» **YOUR GOAL**: Select the lines of the records containing the word "light" and list them.

━━━━━ MATERIAL FOR THIS EXERCISE ━━━━━

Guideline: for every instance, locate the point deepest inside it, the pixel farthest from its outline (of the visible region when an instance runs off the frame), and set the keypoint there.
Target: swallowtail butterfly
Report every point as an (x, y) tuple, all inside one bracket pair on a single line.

━━━━━
━━━━━ MATERIAL FOR THIS EXERCISE ━━━━━

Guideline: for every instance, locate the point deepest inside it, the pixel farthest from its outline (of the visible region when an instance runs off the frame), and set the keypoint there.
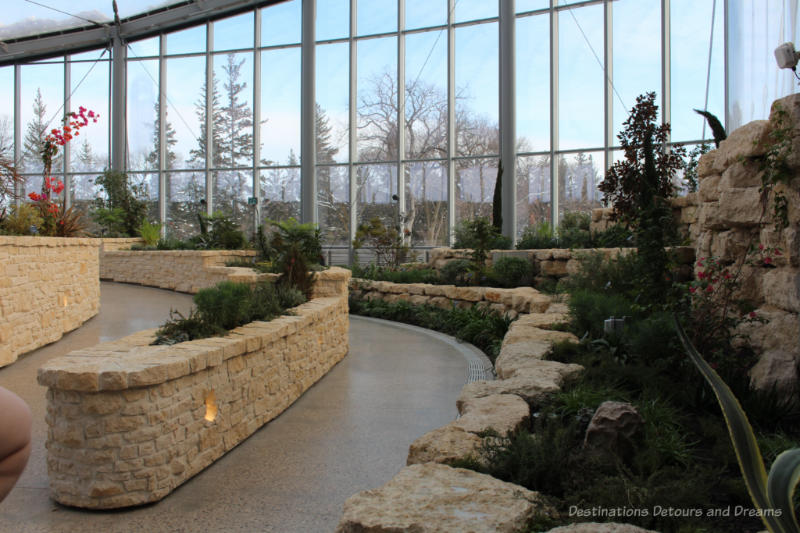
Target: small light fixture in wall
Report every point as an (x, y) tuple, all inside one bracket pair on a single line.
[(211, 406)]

━━━━━
━━━━━ MATERIAL FOR THIS EXERCISE ━━━━━

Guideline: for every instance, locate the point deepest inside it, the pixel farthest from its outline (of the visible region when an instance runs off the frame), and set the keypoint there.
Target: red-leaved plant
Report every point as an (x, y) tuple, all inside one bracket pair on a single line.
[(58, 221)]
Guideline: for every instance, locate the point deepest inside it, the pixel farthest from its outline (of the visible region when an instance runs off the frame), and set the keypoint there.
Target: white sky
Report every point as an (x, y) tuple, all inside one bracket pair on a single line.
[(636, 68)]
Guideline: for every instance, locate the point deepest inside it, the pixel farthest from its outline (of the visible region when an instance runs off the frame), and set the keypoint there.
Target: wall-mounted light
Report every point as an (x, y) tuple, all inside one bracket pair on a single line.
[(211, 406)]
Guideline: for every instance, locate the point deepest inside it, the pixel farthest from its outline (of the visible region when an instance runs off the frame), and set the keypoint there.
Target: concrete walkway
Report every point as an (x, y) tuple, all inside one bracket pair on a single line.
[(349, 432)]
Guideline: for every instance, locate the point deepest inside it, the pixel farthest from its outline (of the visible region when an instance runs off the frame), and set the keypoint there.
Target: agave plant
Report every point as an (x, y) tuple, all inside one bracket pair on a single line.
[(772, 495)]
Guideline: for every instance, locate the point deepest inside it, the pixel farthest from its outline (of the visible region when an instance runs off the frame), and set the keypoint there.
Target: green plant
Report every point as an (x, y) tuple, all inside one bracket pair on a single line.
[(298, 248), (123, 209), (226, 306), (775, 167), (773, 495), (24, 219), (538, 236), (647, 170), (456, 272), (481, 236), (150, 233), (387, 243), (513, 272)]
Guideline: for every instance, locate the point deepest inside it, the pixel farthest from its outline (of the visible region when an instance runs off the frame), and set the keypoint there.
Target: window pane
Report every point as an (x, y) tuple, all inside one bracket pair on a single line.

━━━━━

» **ANSWER FOR THE TASK**:
Target: small light fixture in wall
Target: wall-mounted light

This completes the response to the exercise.